▶ Task to complete: Copy each line below without leaving any out.
** Start of Material for the task **
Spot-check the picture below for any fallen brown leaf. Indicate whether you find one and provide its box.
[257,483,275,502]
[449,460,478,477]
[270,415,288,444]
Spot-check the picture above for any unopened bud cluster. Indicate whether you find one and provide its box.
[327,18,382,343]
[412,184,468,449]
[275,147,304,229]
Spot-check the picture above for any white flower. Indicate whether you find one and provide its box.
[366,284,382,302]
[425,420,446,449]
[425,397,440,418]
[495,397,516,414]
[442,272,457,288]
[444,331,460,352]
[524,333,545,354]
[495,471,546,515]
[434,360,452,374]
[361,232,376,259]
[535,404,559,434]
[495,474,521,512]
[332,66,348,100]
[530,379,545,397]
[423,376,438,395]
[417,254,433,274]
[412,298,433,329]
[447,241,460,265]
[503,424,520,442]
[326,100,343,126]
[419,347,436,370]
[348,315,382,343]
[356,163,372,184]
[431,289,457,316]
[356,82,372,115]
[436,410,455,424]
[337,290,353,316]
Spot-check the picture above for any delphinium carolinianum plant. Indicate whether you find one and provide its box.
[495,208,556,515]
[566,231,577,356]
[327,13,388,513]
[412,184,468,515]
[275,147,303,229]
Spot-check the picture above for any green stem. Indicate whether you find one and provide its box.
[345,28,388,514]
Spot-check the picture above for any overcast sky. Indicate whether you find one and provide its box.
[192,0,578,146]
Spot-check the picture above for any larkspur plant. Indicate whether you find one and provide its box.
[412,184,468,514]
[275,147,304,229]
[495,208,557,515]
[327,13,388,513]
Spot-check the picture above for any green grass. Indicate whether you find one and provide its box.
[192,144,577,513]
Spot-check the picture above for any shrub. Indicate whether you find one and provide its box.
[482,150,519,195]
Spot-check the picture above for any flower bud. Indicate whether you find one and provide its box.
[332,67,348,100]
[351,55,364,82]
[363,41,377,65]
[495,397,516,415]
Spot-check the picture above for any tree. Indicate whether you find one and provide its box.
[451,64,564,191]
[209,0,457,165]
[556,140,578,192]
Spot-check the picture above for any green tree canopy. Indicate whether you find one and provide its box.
** End of Material for the task **
▶ Final result:
Spot-check the picture below for any fallen brown leaf. Indicate whether you find one and provide its box.
[257,483,275,502]
[449,460,478,477]
[270,415,288,444]
Spot-check the picture above for any unopened bud cluster. Indicate whether you find one and provide its box.
[327,18,382,343]
[412,184,468,449]
[275,147,304,229]
Spot-check the picture above for any white flower. Indicate whether you find one and provide its box.
[366,284,382,302]
[425,420,446,449]
[425,397,440,418]
[495,397,516,414]
[442,272,457,288]
[444,331,460,352]
[524,333,545,354]
[495,471,546,515]
[434,360,452,374]
[361,232,376,259]
[535,404,559,434]
[495,474,521,512]
[332,66,348,100]
[530,379,545,397]
[423,376,438,395]
[417,254,433,274]
[412,298,433,329]
[447,241,460,265]
[503,424,520,442]
[326,100,343,126]
[419,347,436,370]
[348,315,382,343]
[356,163,372,184]
[431,289,457,316]
[356,82,372,115]
[436,410,455,424]
[337,290,353,316]
Spot-check the picture above for any delphinium carolinianum plant. Indicate whether you find one and provide its box.
[495,208,556,515]
[566,231,577,356]
[327,13,388,513]
[412,184,468,515]
[275,147,303,229]
Spot-check the picture above for any green stem. Indicate whether you find one and provide its box.
[345,28,388,514]
Spot-check the picture above for any overcast sky. Indicate whether you find one and provide its box.
[192,0,578,146]
Spot-check the picture above for any larkspur plant. Indicate whether you find one and provide its box.
[412,184,468,514]
[275,147,304,229]
[495,208,557,515]
[327,13,388,513]
Spot-check the picture above for any green grass. Indicate whether you find one and provide its box.
[192,144,577,513]
Spot-check the picture above for any shrub. Indicate whether you find one and provide its box.
[482,150,519,195]
Spot-check the picture above for any flower bud. Indicate whether you find one and provide its box.
[332,67,348,100]
[351,55,364,82]
[363,41,377,65]
[495,397,516,415]
Spot-check the picture above for any tree. Indicate whether you find one and provide its box.
[451,64,564,191]
[209,0,457,165]
[556,140,578,192]
Spot-check the picture above for any green tree canopy. Indicate whether you find one and provide its box.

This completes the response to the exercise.